Mean Squared Error (MSE)

Definition: $$ MSE = \frac{1}{N} \sum_{i=1}^{N}(y_i - \hat{y}_i)^2 $$
Application Scenarios: Primarily used for regression problems. By minimizing MSE, the model tries to reduce the squared difference between predicted values and actual values.
Advantages and Disadvantages:
- Advantages: More sensitive to large errors, significantly penalizing larger deviations.
- Disadvantages: Very sensitive to outliers, which may lead to unstable training.

Mean Absolute Error (MAE)

Definition: $$ MAE = \frac{1}{N}\sum_{i=1}^{N} \lvert y_i - \hat{y}_i \rvert $$
Application Scenarios: Also commonly used in regression problems.
Advantages and Disadvantages:
- Advantages: Relatively less sensitive to outliers, offering better stability.
- Disadvantages: During optimization, the gradient is discontinuous (non-differentiable) near $|x|=0$, requiring special handling strategies.

Cross Entropy

Definition: Most commonly used for classification problems, measuring the difference between predicted distribution and actual distribution.
- Binary Cross-Entropy: $$ L_{BCE} = -\frac{1}{N}\sum_{i=1}^{N} \Bigl[y_i \log(\hat{y}_i) + (1 - y_i) \log(1 - \hat{y}_i)\Bigr] $$
- Categorical Cross-Entropy: $$ L_{CE} = -\sum_{c=1}^{C} y_c \log(\hat{y}_c) $$
Application Scenarios: Common in image classification, natural language processing, and various classification tasks.
Advantages and Disadvantages:
- Advantages: Good effectiveness for modeling probability distributions.

> [Information given]:
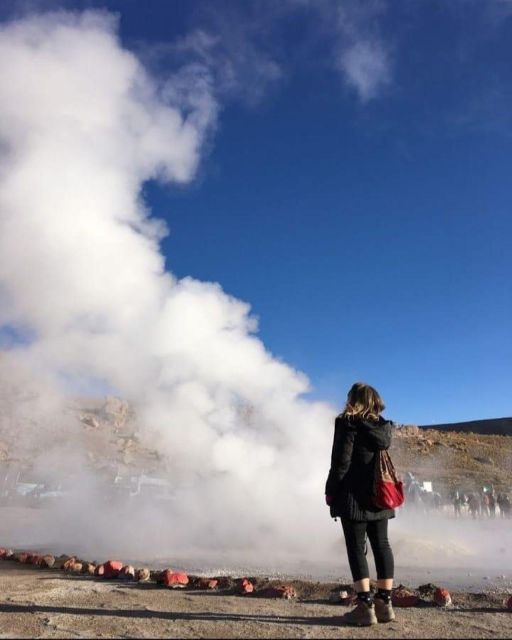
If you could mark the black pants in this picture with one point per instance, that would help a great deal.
(355, 538)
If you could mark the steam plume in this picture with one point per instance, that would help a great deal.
(83, 125)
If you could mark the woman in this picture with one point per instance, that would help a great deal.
(360, 432)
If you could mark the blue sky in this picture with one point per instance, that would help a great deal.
(356, 189)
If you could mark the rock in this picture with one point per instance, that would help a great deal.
(47, 561)
(341, 597)
(174, 579)
(127, 573)
(207, 583)
(225, 582)
(89, 568)
(285, 591)
(112, 568)
(402, 597)
(142, 575)
(442, 597)
(90, 421)
(68, 564)
(427, 589)
(245, 586)
(21, 557)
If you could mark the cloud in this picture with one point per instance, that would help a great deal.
(365, 65)
(83, 125)
(361, 54)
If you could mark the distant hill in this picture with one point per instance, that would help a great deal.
(494, 426)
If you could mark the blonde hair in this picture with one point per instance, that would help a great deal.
(363, 401)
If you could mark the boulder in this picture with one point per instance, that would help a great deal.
(207, 583)
(47, 561)
(22, 557)
(112, 568)
(341, 597)
(127, 573)
(402, 597)
(284, 591)
(88, 568)
(225, 582)
(173, 579)
(442, 597)
(68, 564)
(245, 586)
(142, 575)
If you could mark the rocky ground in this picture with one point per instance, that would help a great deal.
(105, 431)
(36, 603)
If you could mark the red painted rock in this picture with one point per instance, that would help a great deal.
(88, 568)
(442, 597)
(174, 579)
(402, 597)
(246, 586)
(112, 568)
(127, 573)
(284, 591)
(207, 583)
(47, 562)
(142, 575)
(68, 564)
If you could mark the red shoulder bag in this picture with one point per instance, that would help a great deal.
(388, 489)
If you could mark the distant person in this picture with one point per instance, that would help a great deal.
(492, 505)
(360, 432)
(484, 504)
(457, 504)
(474, 505)
(504, 505)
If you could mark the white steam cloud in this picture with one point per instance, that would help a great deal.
(82, 126)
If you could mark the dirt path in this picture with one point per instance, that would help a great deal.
(47, 604)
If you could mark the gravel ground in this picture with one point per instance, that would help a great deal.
(36, 603)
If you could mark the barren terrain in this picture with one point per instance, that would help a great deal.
(47, 604)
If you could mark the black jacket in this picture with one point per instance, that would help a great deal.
(350, 480)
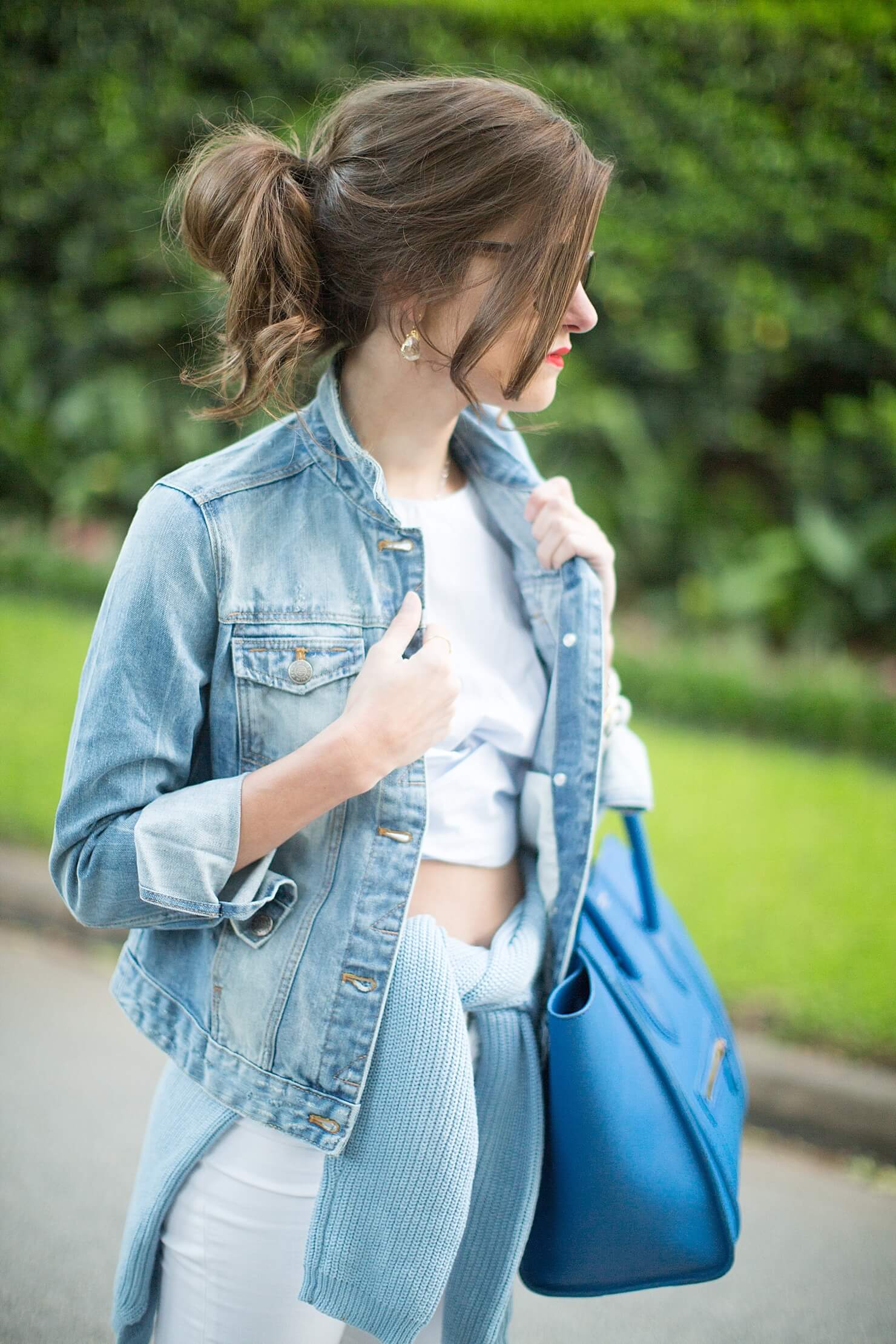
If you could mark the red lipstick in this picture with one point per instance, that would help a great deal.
(556, 355)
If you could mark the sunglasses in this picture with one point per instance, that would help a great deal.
(488, 245)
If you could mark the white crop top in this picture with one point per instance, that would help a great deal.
(476, 772)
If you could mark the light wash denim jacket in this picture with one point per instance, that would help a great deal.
(268, 986)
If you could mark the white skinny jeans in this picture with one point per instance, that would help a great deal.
(232, 1245)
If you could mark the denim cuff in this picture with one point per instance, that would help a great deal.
(187, 845)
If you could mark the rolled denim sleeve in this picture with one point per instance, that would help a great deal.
(627, 781)
(142, 836)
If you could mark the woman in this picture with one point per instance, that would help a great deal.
(262, 687)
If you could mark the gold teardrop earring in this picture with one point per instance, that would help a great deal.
(410, 347)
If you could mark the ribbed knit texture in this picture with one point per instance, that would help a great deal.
(437, 1184)
(183, 1122)
(438, 1178)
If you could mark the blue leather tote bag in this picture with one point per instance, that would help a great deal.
(645, 1098)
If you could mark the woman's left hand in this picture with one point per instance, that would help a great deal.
(563, 530)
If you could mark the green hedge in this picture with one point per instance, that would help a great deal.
(731, 421)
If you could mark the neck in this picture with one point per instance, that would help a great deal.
(402, 414)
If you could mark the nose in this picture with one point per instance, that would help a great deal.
(581, 316)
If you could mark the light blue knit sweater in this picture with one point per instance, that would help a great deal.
(437, 1184)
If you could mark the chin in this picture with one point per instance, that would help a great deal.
(538, 395)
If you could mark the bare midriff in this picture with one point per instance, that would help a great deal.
(469, 901)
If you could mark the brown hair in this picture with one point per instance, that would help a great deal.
(402, 180)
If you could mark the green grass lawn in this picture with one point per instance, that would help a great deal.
(778, 859)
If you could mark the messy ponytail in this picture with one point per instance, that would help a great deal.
(401, 185)
(246, 206)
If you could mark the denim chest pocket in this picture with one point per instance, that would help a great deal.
(291, 686)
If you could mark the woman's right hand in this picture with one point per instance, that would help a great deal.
(398, 707)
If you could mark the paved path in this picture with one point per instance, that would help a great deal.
(815, 1262)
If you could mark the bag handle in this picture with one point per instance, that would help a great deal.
(642, 869)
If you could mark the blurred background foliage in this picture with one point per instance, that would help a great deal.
(731, 421)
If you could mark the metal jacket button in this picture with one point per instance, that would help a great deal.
(300, 671)
(261, 923)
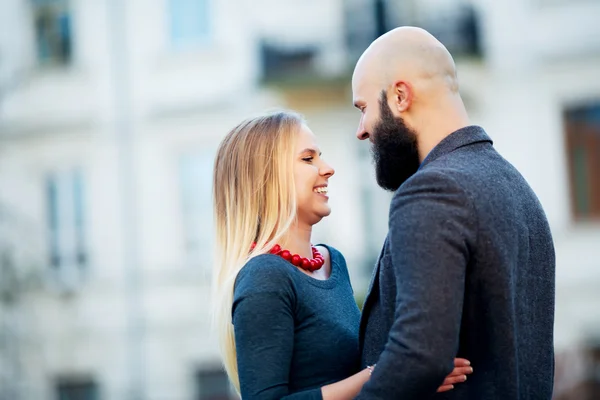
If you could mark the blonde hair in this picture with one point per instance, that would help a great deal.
(254, 202)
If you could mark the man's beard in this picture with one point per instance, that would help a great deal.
(395, 152)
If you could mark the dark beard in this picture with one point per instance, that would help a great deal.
(395, 152)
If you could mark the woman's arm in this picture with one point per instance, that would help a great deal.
(346, 389)
(350, 387)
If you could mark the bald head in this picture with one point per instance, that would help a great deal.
(410, 54)
(410, 73)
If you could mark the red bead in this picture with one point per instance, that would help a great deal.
(296, 260)
(305, 263)
(286, 255)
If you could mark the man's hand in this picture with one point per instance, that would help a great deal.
(459, 374)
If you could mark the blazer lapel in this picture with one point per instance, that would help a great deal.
(372, 285)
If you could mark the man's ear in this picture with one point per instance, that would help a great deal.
(403, 96)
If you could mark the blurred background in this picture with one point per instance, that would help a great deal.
(110, 114)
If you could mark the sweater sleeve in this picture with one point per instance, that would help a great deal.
(263, 318)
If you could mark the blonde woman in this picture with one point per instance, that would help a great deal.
(285, 310)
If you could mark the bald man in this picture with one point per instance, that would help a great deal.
(468, 265)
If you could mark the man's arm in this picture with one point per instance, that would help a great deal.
(432, 224)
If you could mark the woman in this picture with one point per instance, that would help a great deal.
(285, 310)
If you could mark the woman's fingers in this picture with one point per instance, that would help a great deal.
(461, 362)
(445, 388)
(461, 371)
(451, 380)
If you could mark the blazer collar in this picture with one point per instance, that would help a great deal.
(460, 138)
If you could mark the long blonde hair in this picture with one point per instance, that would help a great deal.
(254, 201)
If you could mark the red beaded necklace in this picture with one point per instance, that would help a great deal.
(309, 265)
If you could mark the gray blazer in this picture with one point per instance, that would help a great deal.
(468, 270)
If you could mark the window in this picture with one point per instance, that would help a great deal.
(76, 389)
(212, 384)
(189, 22)
(195, 174)
(583, 154)
(52, 23)
(66, 222)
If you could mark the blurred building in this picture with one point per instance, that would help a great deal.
(110, 114)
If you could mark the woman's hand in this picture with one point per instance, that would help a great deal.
(462, 368)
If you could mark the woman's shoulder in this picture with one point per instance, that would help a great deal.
(334, 254)
(264, 273)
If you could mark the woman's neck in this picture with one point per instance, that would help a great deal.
(297, 241)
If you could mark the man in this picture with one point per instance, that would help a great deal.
(467, 268)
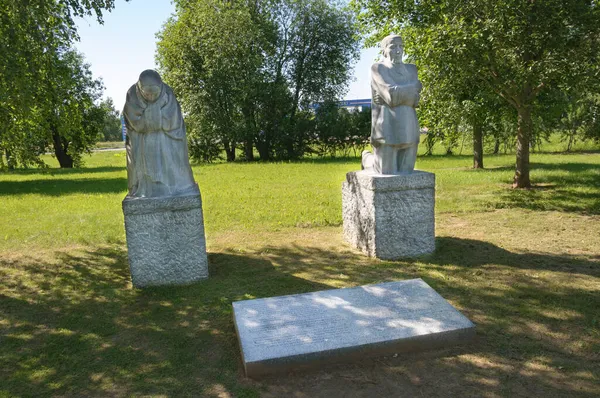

> [Aim of the task]: Continue the loss function text above from where it stops.

> [Task response]:
- Disadvantages: If predicted values are very close to 0 or 1, it may lead to vanishing or exploding gradients.

KL Divergence (Kullback–Leibler Divergence, KLD)

Definition: Measures the difference between two probability distributions ($P$ and $Q$). $$ D_{KL}(P || Q) = \sum_{x} P(x) \log\frac{P(x)}{Q(x)} $$
Application Scenarios: Common in generative models such as VAE (Variational Autoencoder).
Advantages and Disadvantages:
- Advantages: Can precisely characterize the differences between distributions.
- Disadvantages: Very sensitive to the overlap areas of distributions, and asymmetric ($D_{KL}(P || Q) \neq D_{KL}(Q || P)$).

Huber Loss

Definition: Combines the characteristics of MSE and MAE, using linear penalty for large errors and quadratic penalty for small errors. $$ L_\delta(x) = \begin{cases} \frac{1}{2}(x)^2 & \text{if } |x| \le \delta,\ \delta (|x| - \frac{\delta}{2}) & \text{if } |x| > \delta \end{cases} $$
Application Scenarios: Often used in situations where sensitivity to outliers is needed but excessive penalties like MSE are not desired.

Focal Loss

Definition: Adds an adjustment factor $(1 - \hat{y}_i)^\gamma$ to the cross-entropy basis to balance hard-to-classify samples and easy-to-classify samples. $$ L_{Focal}(p_i) = -\alpha_i (1 - p_i)^{\gamma} \log(p_i) $$
Application Scenarios: Commonly used in object detection, image segmentation, or rare event detection scenarios with severe class imbalance.
Advantages: Can significantly reduce the weight of simple samples, focusing on learning difficult samples.

Dice Loss

Definition: Mainly used for image segmentation, measuring the overlap between segmentation results and ground truth labels.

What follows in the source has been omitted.